- PAGE TEXT:
# church lighting



## Galt (Sep 11, 2013)

Anyone have a good source for larger light fixtures. Seems hard to find a site with any prices.


----------



## Speedy Petey (Jan 10, 2007)

Church lighting is a very specialized field. Huge gothic fixtures, long chains. By this I mean a real church, not one of those new construction churches that look like an office building or retail space.

Did you even try a Google search for "church lighting"? I just did and brought up several good links right at the top. Typically these things are semi-custom, which is why you'll usually see "call for prices".


----------



## MikeFL (Apr 16, 2016)

What part of a church do you want to light?
How old is the building?
What is the style of architecture?


----------



## Galt (Sep 11, 2013)

There are 9 large tubes 1 foot in diameter a cathedral ceiling about 50x80.


----------



## macmikeman (Jan 23, 2007)

Another source for those type of lights is when the local Spaghetti Factory restaurant closes down and they have an auction. That place has awesome light fixtures.


----------



## MDShunk (Jan 7, 2007)

Speedy Petey said:


> Church lighting is a very specialized field. Huge gothic fixtures, long chains. By this I mean a real church, not one of those new construction churches that look like an office building or retail space.
> 
> Did you even try a Google search for "church lighting"? I just did and brought up several good links right at the top. Typically these things are semi-custom, which is why you'll usually see "call for prices".


+1

The Thomas Registry has (or had) sections on specialist church lighting companies. Often, they are foundries. I can't recall any particular ones off the top of my head, but be prepared for sticker shock. 10 grand a fixture isn't unusual.


----------



## MikeFL (Apr 16, 2016)

Galt said:


> There are 9 large tubes 1 foot in diameter a cathedral ceiling about 50x80.


Do you want to replace the lighting? Supplement it? Are you looking to match the same lights you have now? Do you have a picture?


----------



## sbrn33 (Mar 15, 2007)

Be very careful when doing anything for a church. Much less lighting the main area. 

What you have to remember is every church has a board. Working with boards sucks. 
First thing I would do is ask them a budget. You are easily talking $5K per fixture. 

The nice thing is churches don't pay taxes and milk their older member out of most of their money so they do have a ton of free money to spend and this is the kind of project they love. 

You are going to have at least ten fixtures, this could very well be a $100K job if you can put up with the board.


----------



## tmessner (Apr 1, 2013)

- AIM:
Please pull out, word for word, the passage of the church lighting thread above that begins at the words "Be very careful" and stops after "project they love.".

- DATASET ROWS:

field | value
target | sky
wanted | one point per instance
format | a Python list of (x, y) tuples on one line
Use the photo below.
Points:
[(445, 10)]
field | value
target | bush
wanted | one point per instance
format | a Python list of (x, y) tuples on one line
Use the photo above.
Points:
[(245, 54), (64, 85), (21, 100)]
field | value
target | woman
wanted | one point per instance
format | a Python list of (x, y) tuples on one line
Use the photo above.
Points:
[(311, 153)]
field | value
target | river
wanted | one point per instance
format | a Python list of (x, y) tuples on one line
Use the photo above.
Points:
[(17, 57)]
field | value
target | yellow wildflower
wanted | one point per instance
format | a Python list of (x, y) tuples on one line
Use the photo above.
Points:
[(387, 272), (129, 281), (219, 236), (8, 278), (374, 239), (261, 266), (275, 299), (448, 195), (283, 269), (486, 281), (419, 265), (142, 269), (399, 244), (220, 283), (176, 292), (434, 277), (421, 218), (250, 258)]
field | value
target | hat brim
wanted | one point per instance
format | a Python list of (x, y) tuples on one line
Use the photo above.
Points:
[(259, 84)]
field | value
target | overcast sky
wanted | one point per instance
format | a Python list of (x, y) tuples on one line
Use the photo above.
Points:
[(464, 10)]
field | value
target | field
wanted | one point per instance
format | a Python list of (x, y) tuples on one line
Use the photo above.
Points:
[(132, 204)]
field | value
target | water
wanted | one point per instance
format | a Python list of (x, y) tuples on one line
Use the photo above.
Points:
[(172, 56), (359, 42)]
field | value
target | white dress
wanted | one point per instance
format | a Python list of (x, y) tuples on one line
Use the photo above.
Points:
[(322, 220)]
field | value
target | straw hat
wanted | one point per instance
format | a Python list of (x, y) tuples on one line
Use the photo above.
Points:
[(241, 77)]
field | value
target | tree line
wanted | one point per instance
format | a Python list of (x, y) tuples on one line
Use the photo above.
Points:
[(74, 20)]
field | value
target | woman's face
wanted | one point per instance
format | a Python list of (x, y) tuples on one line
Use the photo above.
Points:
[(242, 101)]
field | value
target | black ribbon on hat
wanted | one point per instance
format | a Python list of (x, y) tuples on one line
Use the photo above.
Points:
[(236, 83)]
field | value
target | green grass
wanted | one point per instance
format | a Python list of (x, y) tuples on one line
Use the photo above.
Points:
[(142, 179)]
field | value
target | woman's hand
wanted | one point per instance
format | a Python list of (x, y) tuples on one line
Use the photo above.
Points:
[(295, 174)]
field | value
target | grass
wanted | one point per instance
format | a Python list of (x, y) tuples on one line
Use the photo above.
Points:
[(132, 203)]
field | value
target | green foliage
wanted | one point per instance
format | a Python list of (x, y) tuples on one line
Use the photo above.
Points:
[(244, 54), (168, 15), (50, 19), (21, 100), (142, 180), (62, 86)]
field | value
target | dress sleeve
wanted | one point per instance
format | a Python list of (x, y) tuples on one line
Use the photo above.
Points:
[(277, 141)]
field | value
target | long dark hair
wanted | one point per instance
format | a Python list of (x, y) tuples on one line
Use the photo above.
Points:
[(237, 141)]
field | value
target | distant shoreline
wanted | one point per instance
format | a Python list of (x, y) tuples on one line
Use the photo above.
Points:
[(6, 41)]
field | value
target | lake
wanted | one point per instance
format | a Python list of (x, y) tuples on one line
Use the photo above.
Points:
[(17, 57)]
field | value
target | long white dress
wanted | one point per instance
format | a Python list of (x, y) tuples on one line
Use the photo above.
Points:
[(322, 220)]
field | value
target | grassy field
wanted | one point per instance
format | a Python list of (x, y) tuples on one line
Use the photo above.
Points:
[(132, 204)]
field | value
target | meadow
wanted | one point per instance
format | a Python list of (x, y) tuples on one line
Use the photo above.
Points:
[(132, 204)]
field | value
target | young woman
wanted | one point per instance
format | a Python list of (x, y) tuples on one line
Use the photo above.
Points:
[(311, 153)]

- RESULT OF THIS TASK:
Be very careful when doing anything for a church. Much less lighting the main area. 

What you have to remember is every church has a board. Working with boards sucks. 
First thing I would do is ask them a budget. You are easily talking $5K per fixture. 

The nice thing is churches don't pay taxes and milk their older member out of most of their money so they do have a ton of free money to spend and this is the kind of project they love.